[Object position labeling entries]
<<<<

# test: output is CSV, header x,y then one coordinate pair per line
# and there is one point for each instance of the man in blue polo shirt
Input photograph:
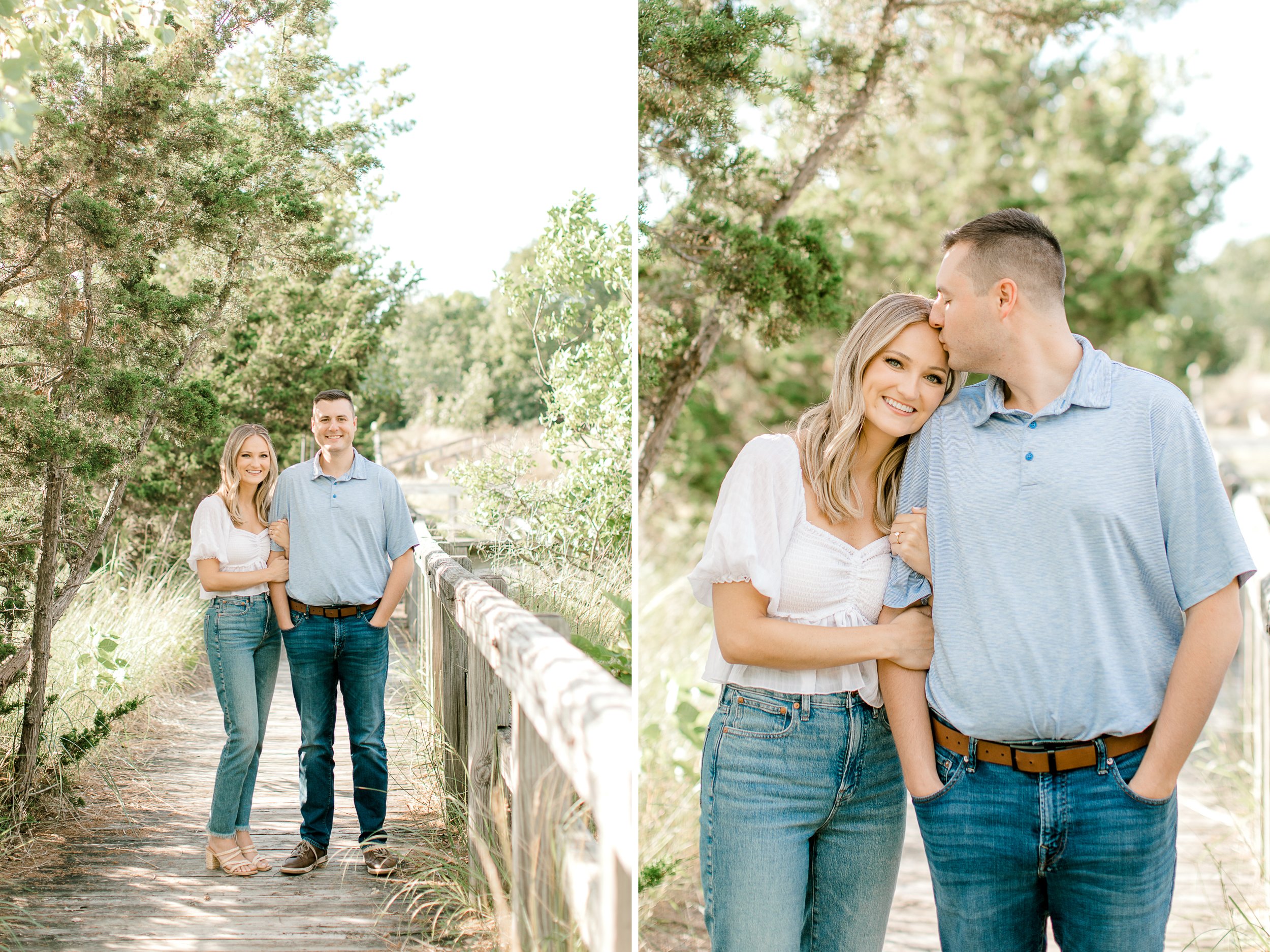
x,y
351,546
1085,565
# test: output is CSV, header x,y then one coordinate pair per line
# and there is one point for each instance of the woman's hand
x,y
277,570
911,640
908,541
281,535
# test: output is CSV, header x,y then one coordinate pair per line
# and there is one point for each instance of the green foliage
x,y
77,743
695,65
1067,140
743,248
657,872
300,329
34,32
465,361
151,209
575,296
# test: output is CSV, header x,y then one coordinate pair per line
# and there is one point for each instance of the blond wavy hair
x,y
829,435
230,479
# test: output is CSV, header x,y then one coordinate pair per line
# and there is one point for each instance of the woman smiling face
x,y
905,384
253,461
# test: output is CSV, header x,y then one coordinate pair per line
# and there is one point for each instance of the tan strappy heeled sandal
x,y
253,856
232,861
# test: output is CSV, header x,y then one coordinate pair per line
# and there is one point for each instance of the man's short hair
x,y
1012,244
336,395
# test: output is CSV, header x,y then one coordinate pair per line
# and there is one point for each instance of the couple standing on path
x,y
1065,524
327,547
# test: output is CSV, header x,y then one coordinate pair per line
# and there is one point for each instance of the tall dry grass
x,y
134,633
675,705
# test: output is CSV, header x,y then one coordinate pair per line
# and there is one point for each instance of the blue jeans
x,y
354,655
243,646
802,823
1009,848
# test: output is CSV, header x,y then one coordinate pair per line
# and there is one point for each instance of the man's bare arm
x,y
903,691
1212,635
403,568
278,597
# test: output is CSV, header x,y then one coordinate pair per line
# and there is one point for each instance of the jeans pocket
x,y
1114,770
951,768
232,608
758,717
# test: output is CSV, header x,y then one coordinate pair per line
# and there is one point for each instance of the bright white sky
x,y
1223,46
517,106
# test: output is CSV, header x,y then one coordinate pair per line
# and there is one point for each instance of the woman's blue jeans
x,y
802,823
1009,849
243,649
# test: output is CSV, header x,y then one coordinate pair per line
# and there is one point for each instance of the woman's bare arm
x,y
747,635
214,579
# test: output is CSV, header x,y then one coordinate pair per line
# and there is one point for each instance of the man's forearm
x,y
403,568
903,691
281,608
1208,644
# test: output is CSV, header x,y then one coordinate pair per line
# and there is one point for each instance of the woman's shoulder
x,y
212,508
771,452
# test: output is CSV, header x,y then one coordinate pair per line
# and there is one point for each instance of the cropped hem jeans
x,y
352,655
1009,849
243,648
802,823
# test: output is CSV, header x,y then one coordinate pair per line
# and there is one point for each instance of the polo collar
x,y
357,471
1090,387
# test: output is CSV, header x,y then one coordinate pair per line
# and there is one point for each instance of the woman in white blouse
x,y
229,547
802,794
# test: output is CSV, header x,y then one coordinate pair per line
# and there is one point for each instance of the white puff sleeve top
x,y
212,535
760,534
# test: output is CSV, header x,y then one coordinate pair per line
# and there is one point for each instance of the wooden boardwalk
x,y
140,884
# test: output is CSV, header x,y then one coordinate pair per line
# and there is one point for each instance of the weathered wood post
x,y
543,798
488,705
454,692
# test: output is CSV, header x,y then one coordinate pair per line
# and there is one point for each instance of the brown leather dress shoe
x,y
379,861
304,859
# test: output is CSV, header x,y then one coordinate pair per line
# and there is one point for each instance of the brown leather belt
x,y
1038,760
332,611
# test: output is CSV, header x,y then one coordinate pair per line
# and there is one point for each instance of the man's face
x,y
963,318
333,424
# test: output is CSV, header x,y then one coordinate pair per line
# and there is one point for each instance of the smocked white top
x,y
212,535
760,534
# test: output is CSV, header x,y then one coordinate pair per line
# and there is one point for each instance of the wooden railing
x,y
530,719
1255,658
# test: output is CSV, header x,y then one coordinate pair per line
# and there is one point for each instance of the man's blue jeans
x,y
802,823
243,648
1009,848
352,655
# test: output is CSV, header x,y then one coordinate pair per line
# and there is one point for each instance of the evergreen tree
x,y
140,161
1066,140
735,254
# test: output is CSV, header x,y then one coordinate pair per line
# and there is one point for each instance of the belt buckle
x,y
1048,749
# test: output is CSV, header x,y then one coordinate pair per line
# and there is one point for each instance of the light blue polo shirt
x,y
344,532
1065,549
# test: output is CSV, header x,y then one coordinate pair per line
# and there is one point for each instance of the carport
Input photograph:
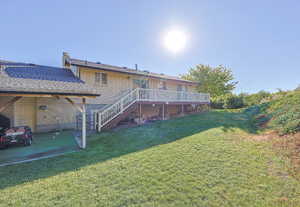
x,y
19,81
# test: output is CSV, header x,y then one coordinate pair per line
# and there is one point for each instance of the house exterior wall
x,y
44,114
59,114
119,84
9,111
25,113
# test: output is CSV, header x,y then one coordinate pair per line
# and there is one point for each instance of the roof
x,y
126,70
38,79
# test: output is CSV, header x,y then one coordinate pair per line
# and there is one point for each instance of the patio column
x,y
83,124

>>>>

Problem details –
Reproduce the data verbatim. Do not carry any picture into the copy.

The reply –
# test: output is CSV, header x,y then one coordinate pair per line
# and there is one point for each instance of the man in blue polo shirt
Input photograph:
x,y
351,546
1085,565
# test: output is CSV, header x,y then one coordinate pair per line
# and there is one point for each instance of the woman's hand
x,y
277,570
911,640
908,541
281,535
# test: output is CSV, header x,y then one coordinate pair per line
# and there is one point for each instance of the green foliage
x,y
77,743
695,65
1067,140
743,248
657,872
300,329
34,32
465,361
151,209
575,296
# test: output is CSV, header x,y then one coordinate pair per line
# and there is one point for each instance of the blond wavy hair
x,y
829,435
230,479
# test: output is CSV, header x,y then one coordinate pair per line
# and there is one point for each instance of the woman smiling face
x,y
905,384
253,461
# test: output is CSV, header x,y then one coordinate pair per line
# and there is one point for each instance of the tan strappy heeled sandal
x,y
253,856
232,861
# test: output is CSV, header x,y then one coordinate pair per line
# and there is one point for each instance of the man's short hair
x,y
1012,244
336,395
# test: output is CSV, header x,y then one coordinate pair per line
# and there is one point for each instance of the couple standing on path
x,y
1065,524
327,547
# test: output is CSV, header x,y then one coordinate pair per line
# and there is one point for each instance of the tall dry grass
x,y
134,633
675,705
# test: output is CSV, header x,y then one coordinate pair per line
# and there is one point for each instance of the blue jeans
x,y
354,655
243,646
802,823
1009,848
# test: output is CSV, header x,y then one coordinate pair per line
# and there is one point for each instance of the man's bare arm
x,y
903,691
1212,635
403,568
278,597
# test: output is CSV, header x,y then one coordinate pair per line
# and there is one point for each instance of the jeans pocket
x,y
1114,770
951,768
232,608
758,717
# test: output is CSV, header x,y then one coordinate pair per line
# and there is one point for each instance of the bright white sky
x,y
1223,46
517,106
# test: output is CSV, header x,y then one coordinate pair per line
# and there is one point for each instance of the woman's blue jeans
x,y
802,823
1009,849
243,649
# test: output is CSV, header x,y then one coordinate pair per line
# and there is one point for each instance of the woman's bare arm
x,y
747,635
214,579
# test: output is CSV, header x,y then one coordinate pair per line
# and there is one point for each instance of the man's forearm
x,y
403,568
903,691
281,608
1208,644
# test: output is CSV, header x,y then one coordinate pair per line
# and there is one point for each instance of the woman's shoulder
x,y
212,508
771,452
# test: output is CSV, header x,y then one coordinate pair per line
# and there is one point for each instance of the cropped hem jeans
x,y
352,655
1009,849
243,648
802,823
# test: output is CSV, header x,y then one coordinate pair per line
# and there is one point for each instance of the polo collar
x,y
357,471
1090,387
# test: output is CSV, header x,y then one coordinate pair per line
# and there is one point for each instance of the woman in white blouse
x,y
229,547
802,794
# test: output is CSV, header x,y then one coordinate pair per line
# and there is one point for each instance of the white puff sleeve top
x,y
212,535
760,534
# test: output is CSV, header x,y then one coordinate pair per line
# and there is one point for each instance of the wooden boardwalk
x,y
140,884
# test: output is CSV, header x,y then one coordinate pair per line
# and there is one point for each instance of the weathered wood post
x,y
543,798
488,705
454,692
# test: output is CSV, header x,y then one coordinate pair per line
# and there is one point for each instance of the brown leather dress shoe
x,y
379,861
304,859
# test: output is CSV, header x,y then one coordinate pair per line
# and there is one point for each instance of the brown leather belt
x,y
1038,760
332,611
# test: output is CSV, header x,y then one coordinate pair per line
# and there is one point for each instance of the man's face
x,y
963,318
333,424
# test: output is CSV, header x,y then one coordinate pair per line
# and there is one point for each instance of the smocked white top
x,y
212,535
760,534
# test: output is CSV, header x,y then one coordinate pair per line
# and there is one point for each instance of the wooden railing
x,y
530,719
1255,658
# test: output is CSV, header x,y then one coordinate pair per line
# and there is one point for each instance of the man's blue jeans
x,y
802,823
243,648
1009,848
352,655
# test: output is CSV, header x,y then one coordinate pair per line
# and there is one point for each instance of the evergreen tree
x,y
140,161
1066,140
735,254
# test: output is CSV, header x,y then one coordinate pair per line
# and there is one point for each instance of the belt buckle
x,y
1048,749
# test: output is CSV, header x,y then one coordinate pair per line
# and there is one point for each instance of the light blue polo shirt
x,y
344,532
1065,549
# test: output is CSV, header x,y then one coordinate pair per line
# and there is one point for each instance of the carport
Input photograph:
x,y
19,81
# test: output is CSV, header x,y then one coordinate pair per line
# and there is one point for each instance of the house exterior wall
x,y
44,114
59,114
119,84
9,111
25,113
# test: output is CSV, header x,y then one coordinate pair per line
# and there is one point for each instance of the roof
x,y
126,70
38,79
# test: output is CSV, header x,y then one coordinate pair per line
# and there is one point for each instance of the patio column
x,y
83,124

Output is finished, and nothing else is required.